### INSTRUCTIONS FOR THE TASK
Lines from the beginning of the data below through the one containing "Target: dog's hind leg" are to be printed exactly as they appear.

Top of DATASET CONTENT

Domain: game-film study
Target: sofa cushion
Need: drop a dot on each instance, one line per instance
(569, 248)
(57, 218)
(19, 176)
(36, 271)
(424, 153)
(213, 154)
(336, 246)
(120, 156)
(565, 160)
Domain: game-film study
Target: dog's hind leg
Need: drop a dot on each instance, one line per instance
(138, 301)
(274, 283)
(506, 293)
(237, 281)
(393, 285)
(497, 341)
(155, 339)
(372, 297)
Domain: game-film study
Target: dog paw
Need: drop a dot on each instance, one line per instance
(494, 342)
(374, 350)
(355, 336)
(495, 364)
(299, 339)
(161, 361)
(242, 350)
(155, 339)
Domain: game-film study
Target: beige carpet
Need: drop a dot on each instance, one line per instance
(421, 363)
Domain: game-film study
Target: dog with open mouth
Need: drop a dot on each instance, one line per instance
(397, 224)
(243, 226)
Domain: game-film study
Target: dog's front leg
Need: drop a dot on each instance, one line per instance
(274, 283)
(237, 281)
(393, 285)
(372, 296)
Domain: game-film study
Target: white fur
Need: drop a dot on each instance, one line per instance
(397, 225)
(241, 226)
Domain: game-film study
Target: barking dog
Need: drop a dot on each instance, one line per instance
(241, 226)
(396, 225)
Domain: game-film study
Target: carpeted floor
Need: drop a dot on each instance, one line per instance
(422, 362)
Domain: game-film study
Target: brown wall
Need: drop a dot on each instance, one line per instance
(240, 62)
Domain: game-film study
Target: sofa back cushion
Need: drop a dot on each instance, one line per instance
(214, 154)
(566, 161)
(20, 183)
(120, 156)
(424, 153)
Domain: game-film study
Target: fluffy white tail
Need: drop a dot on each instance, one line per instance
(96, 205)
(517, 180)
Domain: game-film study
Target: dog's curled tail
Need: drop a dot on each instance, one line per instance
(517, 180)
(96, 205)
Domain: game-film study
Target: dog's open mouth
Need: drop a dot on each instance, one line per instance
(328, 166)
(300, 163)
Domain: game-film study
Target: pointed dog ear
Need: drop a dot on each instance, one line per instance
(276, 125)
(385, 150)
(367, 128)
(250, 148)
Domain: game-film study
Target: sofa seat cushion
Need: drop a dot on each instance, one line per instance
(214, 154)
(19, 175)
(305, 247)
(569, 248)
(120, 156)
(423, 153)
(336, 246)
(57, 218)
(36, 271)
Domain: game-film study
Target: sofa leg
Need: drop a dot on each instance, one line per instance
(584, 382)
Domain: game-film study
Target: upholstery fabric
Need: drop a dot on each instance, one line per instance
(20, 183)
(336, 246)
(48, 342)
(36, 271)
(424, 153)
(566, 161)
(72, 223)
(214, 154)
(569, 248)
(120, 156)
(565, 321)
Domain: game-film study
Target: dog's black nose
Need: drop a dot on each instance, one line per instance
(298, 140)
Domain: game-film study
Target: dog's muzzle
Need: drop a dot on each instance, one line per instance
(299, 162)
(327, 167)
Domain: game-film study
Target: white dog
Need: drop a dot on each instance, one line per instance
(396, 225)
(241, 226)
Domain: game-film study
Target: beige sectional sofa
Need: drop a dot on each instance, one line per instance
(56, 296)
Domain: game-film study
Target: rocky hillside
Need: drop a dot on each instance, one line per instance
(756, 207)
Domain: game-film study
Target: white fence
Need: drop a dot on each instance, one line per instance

Bottom of DATASET CONTENT

### REPLY
Domain: game-film study
Target: sofa cushion
Need: drop a dot on each instance, one line per instance
(569, 248)
(57, 218)
(19, 176)
(36, 271)
(424, 153)
(213, 154)
(336, 246)
(120, 156)
(565, 160)
Domain: game-film study
Target: dog's hind leg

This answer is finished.